▸ What is required: Please put every line of the rows below into a Markdown table with two columns, "Index" for the line's number and "Text" for the line itself. Skip blank lines, and leave the pictures out.

▸ Record excerpts:
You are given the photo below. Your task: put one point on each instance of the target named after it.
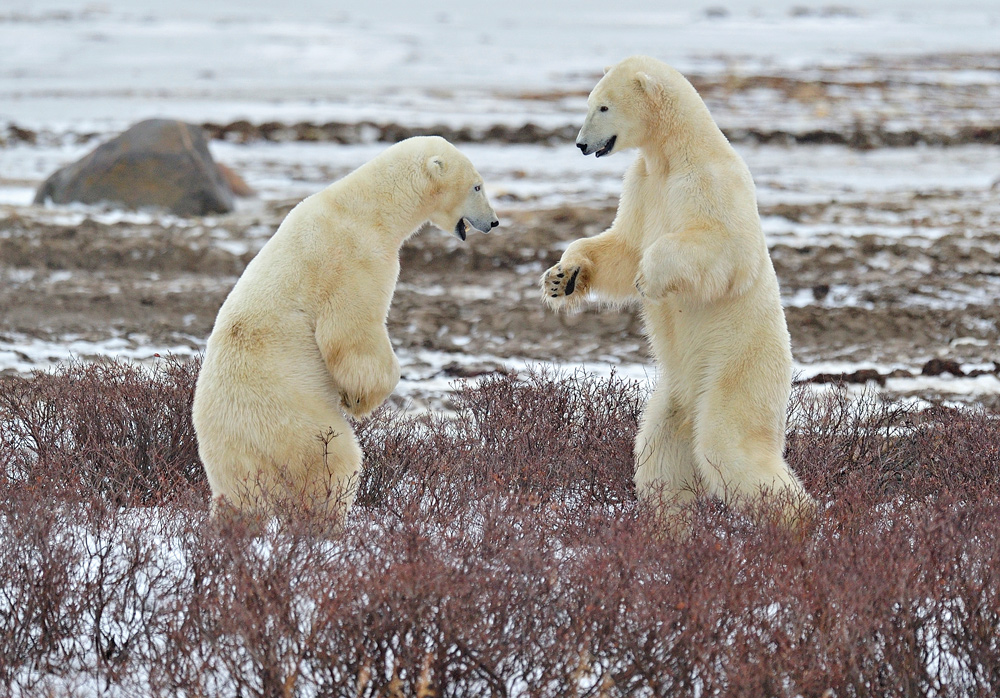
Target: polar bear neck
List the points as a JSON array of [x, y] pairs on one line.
[[390, 192], [682, 129]]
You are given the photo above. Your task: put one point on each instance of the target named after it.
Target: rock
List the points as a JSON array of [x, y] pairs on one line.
[[935, 367], [159, 163]]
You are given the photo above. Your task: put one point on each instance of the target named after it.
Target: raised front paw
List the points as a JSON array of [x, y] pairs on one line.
[[563, 284]]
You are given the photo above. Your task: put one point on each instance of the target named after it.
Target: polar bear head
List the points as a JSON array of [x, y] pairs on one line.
[[457, 191], [625, 105]]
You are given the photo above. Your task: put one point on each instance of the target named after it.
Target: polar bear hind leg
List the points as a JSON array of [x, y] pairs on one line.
[[305, 458], [666, 466], [738, 454]]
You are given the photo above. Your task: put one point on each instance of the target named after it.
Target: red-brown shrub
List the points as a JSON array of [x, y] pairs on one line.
[[496, 551]]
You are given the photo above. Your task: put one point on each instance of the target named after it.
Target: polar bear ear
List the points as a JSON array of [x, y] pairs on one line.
[[645, 81], [435, 166]]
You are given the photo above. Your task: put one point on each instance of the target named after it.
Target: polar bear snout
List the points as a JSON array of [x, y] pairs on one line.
[[599, 150], [463, 225]]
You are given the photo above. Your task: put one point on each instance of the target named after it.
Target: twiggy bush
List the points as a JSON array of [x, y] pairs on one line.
[[495, 552]]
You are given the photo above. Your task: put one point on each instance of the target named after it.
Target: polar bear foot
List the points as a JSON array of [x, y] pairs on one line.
[[562, 285]]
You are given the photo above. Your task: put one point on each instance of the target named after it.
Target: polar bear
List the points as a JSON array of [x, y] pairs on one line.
[[302, 339], [687, 244]]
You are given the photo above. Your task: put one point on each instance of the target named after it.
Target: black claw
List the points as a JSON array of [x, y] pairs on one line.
[[571, 284]]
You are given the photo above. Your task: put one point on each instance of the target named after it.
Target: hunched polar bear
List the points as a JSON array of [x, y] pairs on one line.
[[302, 337], [687, 244]]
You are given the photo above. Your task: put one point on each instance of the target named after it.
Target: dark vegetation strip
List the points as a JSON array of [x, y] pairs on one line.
[[857, 136], [495, 552]]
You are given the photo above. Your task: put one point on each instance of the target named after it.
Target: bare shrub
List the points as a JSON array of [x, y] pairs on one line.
[[109, 427], [495, 552]]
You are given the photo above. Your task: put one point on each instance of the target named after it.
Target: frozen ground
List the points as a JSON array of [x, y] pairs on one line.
[[888, 256]]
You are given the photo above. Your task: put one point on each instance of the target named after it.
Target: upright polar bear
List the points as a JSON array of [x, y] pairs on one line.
[[687, 243], [301, 339]]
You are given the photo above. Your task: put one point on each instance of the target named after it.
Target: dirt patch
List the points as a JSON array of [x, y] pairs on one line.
[[867, 300]]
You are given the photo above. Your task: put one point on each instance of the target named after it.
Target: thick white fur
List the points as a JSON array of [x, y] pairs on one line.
[[301, 339], [687, 244]]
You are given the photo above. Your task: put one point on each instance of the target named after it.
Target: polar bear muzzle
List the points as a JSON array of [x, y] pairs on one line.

▸ Task output:
| Index | Text |
|---|---|
| 1 | You are given the photo below. Your task: put one point on each instance of the target named after it. |
| 2 | Target: polar bear neck |
| 3 | List the points as a JSON array of [x, y] pairs on one line. |
| 4 | [[390, 192], [682, 129]] |
| 5 | You are given the photo above. Your task: put one point on each instance of the target named after it. |
| 6 | Target: rock |
| 7 | List the points as a JSON array of [x, y] pairs on one line. |
| 8 | [[935, 367], [159, 163]] |
| 9 | You are given the photo above. Your task: put one point on each instance of the target named after it. |
| 10 | Target: raised front paw |
| 11 | List the points as a JSON array of [x, y] pairs on one line. |
| 12 | [[563, 284]] |
| 13 | You are given the photo above. Your task: put one point on each instance of the target named after it. |
| 14 | Target: polar bear head |
| 15 | List the points as a JSON array of [x, y] pairs on one line. |
| 16 | [[457, 191], [625, 105]] |
| 17 | You are given the photo above. Your task: put one point on each instance of the target named after it. |
| 18 | Target: polar bear hind leg |
| 19 | List the points as a JSON array of [x, y] pairs on one line. |
| 20 | [[305, 458], [666, 466], [738, 454]] |
| 21 | You are given the photo above. Your task: put one point on each instance of the target named after it. |
| 22 | Target: red-brown shrub |
| 23 | List the points as a JSON array of [x, y] pairs on one line. |
| 24 | [[496, 551]] |
| 25 | You are given the photo above. Your task: put one point on each instance of the target named after it. |
| 26 | Target: polar bear ear |
| 27 | List the points as a JSON array of [x, y] pairs on one line. |
| 28 | [[645, 81], [435, 166]] |
| 29 | You are given the photo above. Your task: put one point on each instance of the target named after it. |
| 30 | Target: polar bear snout |
| 31 | List the points as a JSON array of [x, y] pairs on one line. |
| 32 | [[599, 150], [463, 225]] |
| 33 | You are given the photo above. Your task: put one point on each instance of the target named after it. |
| 34 | Target: twiggy bush |
| 35 | List the points as a JSON array of [x, y] pairs on one line. |
| 36 | [[495, 552]] |
| 37 | You are given the photo above. Your task: put one point on each instance of the target named after it. |
| 38 | Target: polar bear foot |
| 39 | List the points as a JSON array of [x, y] pairs on one line. |
| 40 | [[562, 285]] |
| 41 | You are given the photo above. Your task: put one point on each instance of the target named after it. |
| 42 | Target: polar bear |
| 43 | List the points as a JSON array of [x, y] pairs on one line. |
| 44 | [[302, 339], [687, 244]] |
| 45 | You are given the photo above. Your task: put one point on each instance of the target named after it. |
| 46 | Target: black claw |
| 47 | List the points as a JSON array of [x, y] pairs on one line. |
| 48 | [[571, 284]] |
| 49 | You are given the photo above. Your task: put one point on each instance of the target named after it. |
| 50 | Target: hunched polar bear |
| 51 | List the points as a JSON array of [x, y] pairs on one line. |
| 52 | [[302, 337], [687, 244]] |
| 53 | You are given the photo above. Your task: put one point on each instance of the target named after it. |
| 54 | Target: dark vegetation strip |
| 55 | List the points as a JSON array of [x, y] pairs on one line. |
| 56 | [[857, 136], [495, 552]] |
| 57 | You are given the photo above. Your task: put one point on each instance of the target named after it. |
| 58 | Target: bare shrub |
| 59 | List the points as a JSON array of [x, y] pairs on one line. |
| 60 | [[109, 427], [495, 552]] |
| 61 | You are given the photo above. Your task: put one point on each instance of the target named after it. |
| 62 | Target: frozen ground |
| 63 | List the points as a JSON array of [x, y] pairs on one line. |
| 64 | [[888, 256]] |
| 65 | You are given the photo above. Your task: put one point on each instance of the target named after it. |
| 66 | Target: upright polar bear |
| 67 | List the points as a JSON array of [x, y] pairs on one line. |
| 68 | [[687, 243], [301, 339]] |
| 69 | You are given the photo above. Your task: put one point on each instance of the target named after it. |
| 70 | Target: dirt patch |
| 71 | List the points as a JSON array of [x, y] pairs on one line. |
| 72 | [[867, 300]] |
| 73 | You are given the photo above. Your task: put one point on each instance of the target named after it. |
| 74 | Target: thick white fur |
| 75 | List the points as a JSON array of [x, y] pairs on one line. |
| 76 | [[301, 339], [687, 244]] |
| 77 | You are given the photo above. Your task: put one point on each instance of the target named after it. |
| 78 | Target: polar bear muzzle |
| 79 | List the points as a JSON array of [x, y] pairs on one line. |